# PAGE

BEGIN

2

I have a numpy 2-D array with categorical data at every column.

I try to separately encode the data at each column while possibly dealing with unseen data at each case.

I have this code:

from sklearn.preprocessing import LabelEncoder

for column in range(X_train.shape[1]):

    label_encoder = LabelEncoder()

    X_train[:, column] = label_encoder.fit_transform(X_train[:, column])

    mappings = dict(zip(label_encoder.classes_, label_encoder.transform(label_encoder.classes_)))

    map_function = lambda x: mappings.get(x, -1)

    X_test[:, column] = map_function(X_test[:, column])

and I get this error:

---------------------------------------------------------------------------
TypeError                                 Traceback (most recent call last)
<ipython-input-***********> in <module>
     39         mappings = dict(zip(label_encoder.classes_, label_encoder.transform(label_encoder.classes_)))
     40         map_function = lambda x: mappings.get(x, -1)
---> 41         X_test[:, column] = map_function(X_test[:, column])
     42 
     43 

<ipython-input-***********> in <lambda>(x)
     38         X_train[:, column] = label_encoder.fit_transform(X_train[:, column])

END

From the code block in the forum post, list every plain variable name that receives a value through "=", leaving out the array slices. The records have no connection to the forum post.

Point annotation records:

BEGIN

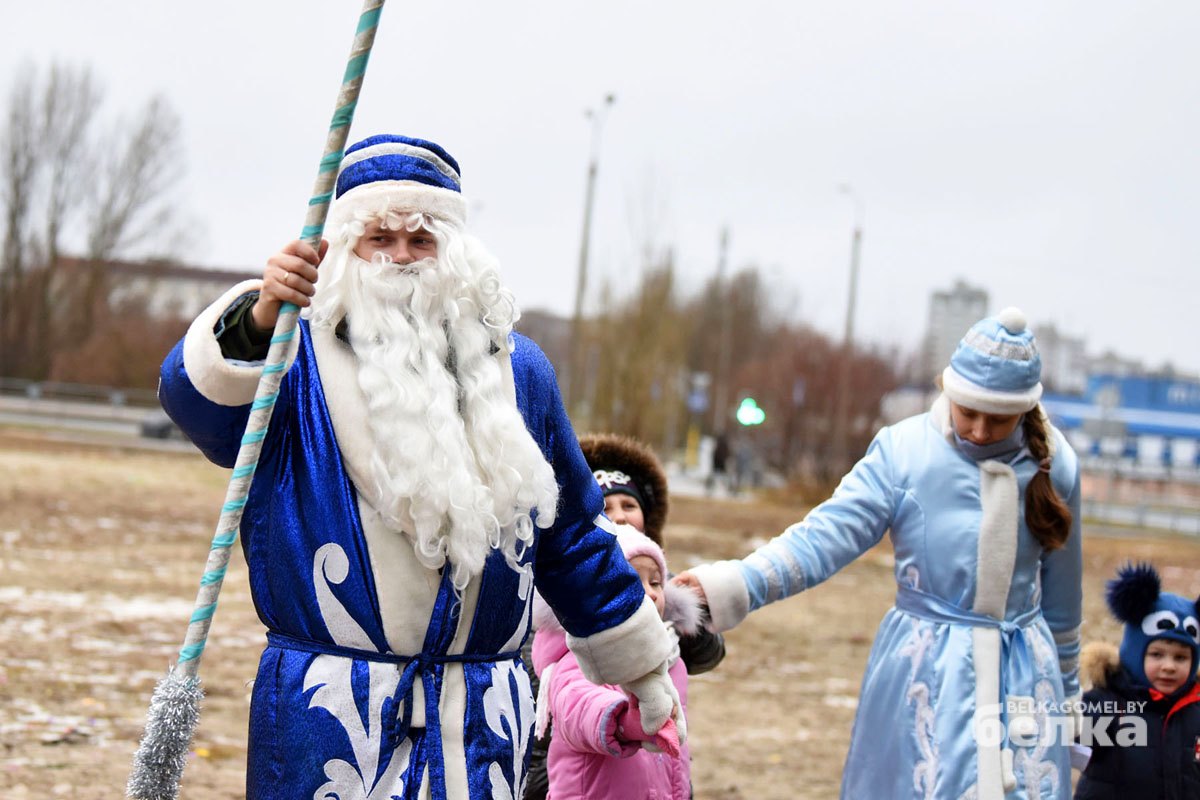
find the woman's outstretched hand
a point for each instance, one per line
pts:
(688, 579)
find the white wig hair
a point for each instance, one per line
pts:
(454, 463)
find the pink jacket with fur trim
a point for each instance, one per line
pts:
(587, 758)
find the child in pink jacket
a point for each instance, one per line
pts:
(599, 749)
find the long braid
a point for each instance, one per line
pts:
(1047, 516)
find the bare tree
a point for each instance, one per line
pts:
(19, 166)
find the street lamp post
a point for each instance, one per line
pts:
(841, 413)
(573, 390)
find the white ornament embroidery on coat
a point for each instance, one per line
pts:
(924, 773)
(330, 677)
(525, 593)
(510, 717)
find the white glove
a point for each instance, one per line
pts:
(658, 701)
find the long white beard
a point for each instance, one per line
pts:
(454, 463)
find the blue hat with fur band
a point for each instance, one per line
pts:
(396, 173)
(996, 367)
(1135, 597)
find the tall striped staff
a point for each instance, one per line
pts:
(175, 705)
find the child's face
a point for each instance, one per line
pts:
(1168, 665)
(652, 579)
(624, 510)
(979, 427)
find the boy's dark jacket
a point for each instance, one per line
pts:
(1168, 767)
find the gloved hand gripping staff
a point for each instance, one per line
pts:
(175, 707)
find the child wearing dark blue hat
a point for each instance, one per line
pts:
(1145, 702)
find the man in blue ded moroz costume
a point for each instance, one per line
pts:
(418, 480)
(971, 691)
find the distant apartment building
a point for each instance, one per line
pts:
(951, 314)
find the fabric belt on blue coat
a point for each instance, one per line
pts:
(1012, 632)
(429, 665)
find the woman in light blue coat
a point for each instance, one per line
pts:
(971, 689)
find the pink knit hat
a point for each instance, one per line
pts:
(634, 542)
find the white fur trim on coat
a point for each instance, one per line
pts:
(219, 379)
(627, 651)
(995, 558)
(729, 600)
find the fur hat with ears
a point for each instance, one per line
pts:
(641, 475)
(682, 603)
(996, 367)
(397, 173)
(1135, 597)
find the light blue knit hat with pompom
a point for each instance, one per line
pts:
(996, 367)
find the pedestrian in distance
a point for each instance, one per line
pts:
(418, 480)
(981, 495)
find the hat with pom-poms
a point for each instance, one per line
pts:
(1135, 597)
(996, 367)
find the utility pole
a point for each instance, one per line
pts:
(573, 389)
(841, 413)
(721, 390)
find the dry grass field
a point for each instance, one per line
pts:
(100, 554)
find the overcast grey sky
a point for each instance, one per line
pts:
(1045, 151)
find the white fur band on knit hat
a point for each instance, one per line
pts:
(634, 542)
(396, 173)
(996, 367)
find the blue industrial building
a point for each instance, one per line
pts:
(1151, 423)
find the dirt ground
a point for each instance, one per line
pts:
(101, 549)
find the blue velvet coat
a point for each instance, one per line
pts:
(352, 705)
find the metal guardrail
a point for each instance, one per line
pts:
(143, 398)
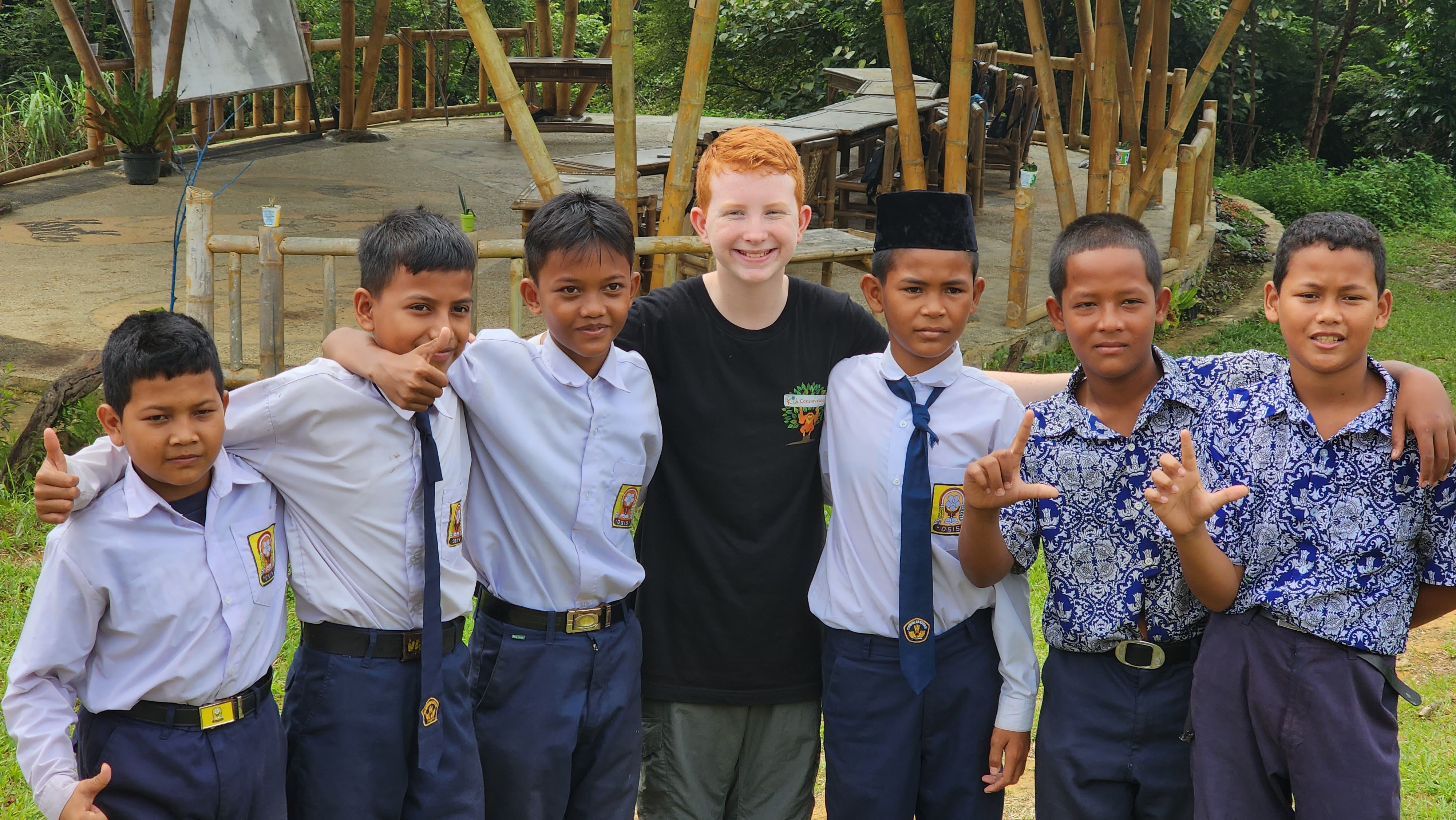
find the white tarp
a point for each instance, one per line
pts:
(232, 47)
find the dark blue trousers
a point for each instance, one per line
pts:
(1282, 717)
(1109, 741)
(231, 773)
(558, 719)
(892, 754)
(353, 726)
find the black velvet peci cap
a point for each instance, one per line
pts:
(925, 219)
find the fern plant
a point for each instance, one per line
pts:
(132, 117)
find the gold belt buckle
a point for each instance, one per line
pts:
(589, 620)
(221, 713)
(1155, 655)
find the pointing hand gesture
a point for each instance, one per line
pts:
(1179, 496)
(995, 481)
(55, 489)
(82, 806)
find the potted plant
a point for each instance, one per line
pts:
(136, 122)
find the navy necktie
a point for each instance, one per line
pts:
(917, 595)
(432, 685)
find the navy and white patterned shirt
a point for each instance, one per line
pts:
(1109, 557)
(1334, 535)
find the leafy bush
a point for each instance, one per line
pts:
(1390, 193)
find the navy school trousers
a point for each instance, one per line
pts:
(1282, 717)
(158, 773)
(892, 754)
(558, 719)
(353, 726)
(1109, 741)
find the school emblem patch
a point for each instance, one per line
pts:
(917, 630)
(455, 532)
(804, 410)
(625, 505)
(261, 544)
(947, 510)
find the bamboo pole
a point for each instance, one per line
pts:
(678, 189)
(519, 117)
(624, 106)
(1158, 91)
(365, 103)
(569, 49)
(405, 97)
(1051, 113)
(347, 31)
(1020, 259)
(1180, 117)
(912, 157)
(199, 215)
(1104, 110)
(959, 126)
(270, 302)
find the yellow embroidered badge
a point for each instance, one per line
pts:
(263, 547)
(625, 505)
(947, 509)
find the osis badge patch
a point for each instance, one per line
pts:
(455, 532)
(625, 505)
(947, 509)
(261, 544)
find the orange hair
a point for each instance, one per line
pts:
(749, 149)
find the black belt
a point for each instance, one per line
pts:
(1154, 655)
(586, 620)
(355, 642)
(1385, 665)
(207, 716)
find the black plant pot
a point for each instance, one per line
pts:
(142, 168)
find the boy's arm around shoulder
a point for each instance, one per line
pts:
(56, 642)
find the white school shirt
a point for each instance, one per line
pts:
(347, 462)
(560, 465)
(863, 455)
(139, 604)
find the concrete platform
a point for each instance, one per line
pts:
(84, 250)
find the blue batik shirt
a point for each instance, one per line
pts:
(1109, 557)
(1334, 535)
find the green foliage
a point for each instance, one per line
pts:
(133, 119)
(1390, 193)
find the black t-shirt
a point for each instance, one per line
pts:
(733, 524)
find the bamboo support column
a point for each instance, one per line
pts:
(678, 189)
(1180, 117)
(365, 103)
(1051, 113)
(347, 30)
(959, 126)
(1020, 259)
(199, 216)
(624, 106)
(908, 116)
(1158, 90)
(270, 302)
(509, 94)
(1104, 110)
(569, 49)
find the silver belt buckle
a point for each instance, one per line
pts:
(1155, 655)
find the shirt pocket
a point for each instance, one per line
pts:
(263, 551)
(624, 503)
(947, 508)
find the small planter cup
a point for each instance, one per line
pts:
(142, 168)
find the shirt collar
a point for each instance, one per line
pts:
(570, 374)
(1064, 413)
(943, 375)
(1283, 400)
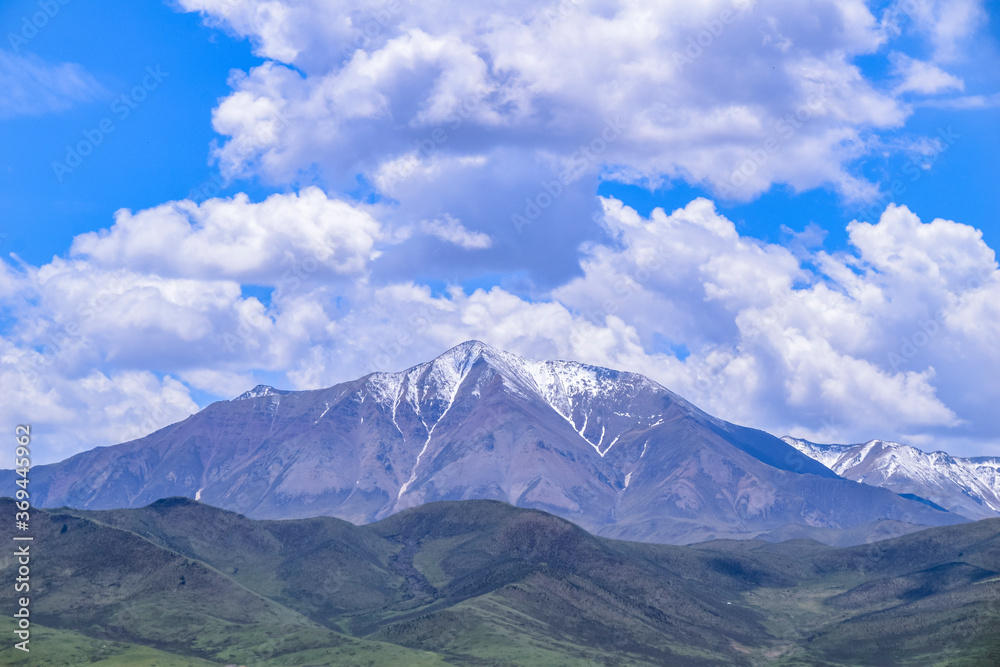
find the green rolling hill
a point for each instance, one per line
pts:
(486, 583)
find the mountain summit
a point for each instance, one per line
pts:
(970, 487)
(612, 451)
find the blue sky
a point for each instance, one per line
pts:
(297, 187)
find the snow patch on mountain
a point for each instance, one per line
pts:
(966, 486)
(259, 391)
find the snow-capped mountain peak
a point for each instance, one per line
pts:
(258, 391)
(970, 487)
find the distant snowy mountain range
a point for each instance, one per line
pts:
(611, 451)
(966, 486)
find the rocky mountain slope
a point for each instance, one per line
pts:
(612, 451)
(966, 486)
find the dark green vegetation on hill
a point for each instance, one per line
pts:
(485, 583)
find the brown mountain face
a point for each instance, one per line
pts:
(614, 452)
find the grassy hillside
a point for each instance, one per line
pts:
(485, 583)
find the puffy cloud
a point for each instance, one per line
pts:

END

# THE REPLY
label_encoder, mappings, map_function